> [Work instructions]:
1/ List every year mentioned in the text on Penn's action plan to combat antisemitism.
2/ Carry on the text on Penn's action plan to combat antisemitism, starting right after its last sentence.

> [Excerpted text]:

Penn’s Action Plan to Combat Antisemitism

Penn is distinguished by our long history of being an especially welcoming place for Jewish people. We trace our pride back to 1772 with the enrollment of Penn’s first Jewish student, Moses Levy, who later became the first Jewish Trustee of the University. We celebrate other milestones, including the establishment of the Jewish Students’ Association at Penn in 1924, the election of Martin Meyerson as the first Jewish Ivy League President in 1970, and the hosting of the Shoah Foundation Institute’s Visual History Archive—a collection of more than 50,000 video testimonials of Holocaust survivors and other witnesses—beginning in 2012.

[Part of a data file]
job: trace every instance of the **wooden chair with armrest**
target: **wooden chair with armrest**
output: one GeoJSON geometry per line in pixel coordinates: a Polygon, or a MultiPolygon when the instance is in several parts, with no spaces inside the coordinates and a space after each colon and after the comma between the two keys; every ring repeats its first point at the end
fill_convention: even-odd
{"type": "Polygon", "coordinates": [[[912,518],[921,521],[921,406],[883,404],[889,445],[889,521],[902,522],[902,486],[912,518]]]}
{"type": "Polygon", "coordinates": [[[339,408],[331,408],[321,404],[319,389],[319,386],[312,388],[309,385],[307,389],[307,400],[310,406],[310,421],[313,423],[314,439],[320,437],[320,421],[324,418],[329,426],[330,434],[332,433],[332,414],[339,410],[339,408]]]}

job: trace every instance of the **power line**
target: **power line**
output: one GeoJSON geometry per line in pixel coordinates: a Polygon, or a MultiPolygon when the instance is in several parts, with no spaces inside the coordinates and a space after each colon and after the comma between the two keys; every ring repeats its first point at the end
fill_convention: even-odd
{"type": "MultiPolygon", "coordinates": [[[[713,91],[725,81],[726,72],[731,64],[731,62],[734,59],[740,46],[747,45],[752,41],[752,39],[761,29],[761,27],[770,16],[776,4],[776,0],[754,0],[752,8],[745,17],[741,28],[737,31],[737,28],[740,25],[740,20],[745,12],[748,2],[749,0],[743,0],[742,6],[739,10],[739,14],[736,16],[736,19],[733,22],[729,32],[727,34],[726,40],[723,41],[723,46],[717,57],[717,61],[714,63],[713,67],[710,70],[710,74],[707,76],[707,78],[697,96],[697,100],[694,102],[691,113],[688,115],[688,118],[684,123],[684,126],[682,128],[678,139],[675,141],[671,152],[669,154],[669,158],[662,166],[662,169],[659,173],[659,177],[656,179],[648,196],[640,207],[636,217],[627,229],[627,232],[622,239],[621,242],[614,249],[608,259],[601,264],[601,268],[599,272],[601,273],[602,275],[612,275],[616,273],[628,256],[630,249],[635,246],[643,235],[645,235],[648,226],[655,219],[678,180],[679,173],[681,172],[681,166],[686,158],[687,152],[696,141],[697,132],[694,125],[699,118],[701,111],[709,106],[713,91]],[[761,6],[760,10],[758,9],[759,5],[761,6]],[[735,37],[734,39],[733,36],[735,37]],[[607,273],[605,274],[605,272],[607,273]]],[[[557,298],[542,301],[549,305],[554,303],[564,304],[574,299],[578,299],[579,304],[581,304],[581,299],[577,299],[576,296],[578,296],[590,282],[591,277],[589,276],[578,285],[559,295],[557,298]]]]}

> [Answer set]:
1/ 1772, 1924, 1970, 2012

2/
Like many, however, we are deeply troubled by resurgent antisemitism, hatred, and bigotry in society and on college campuses. Penn must do more. Antisemitism can take many forms. Incidents on Penn’s campus this fall—an individual shouting antisemitic obscenities and destroying property in Hillel, a swastika painted in an academic building, and hateful graffiti outside of a fraternity—are recent examples. Regardless of form, they are all appalling and unacceptable. We unequivocally condemn such hateful acts. They are an assault on our values and mission as an institution and have no place at Penn. We recognize it is our collective responsibility as a community to stand clearly and strongly against antisemitism in all its odious forms. Penn has work to do. 

Penn is committed to a whole-University approach, anchored in the U.S. National Strategy to Counter Antisemitism, to combat antisemitism now and in the future and to ensure that our campus culture will not tolerate antisemitism. To meet this evil, Penn is initiating a series of action steps to prevent, address, and respond to antisemitism. 

Broadly speaking, this work will center on three areas for actions: Safety and Security, Engagement, and Education.


We must engage deeply and meaningfully with the Jewish community and the broader Penn community to develop solutions to call out and combat antisemitism.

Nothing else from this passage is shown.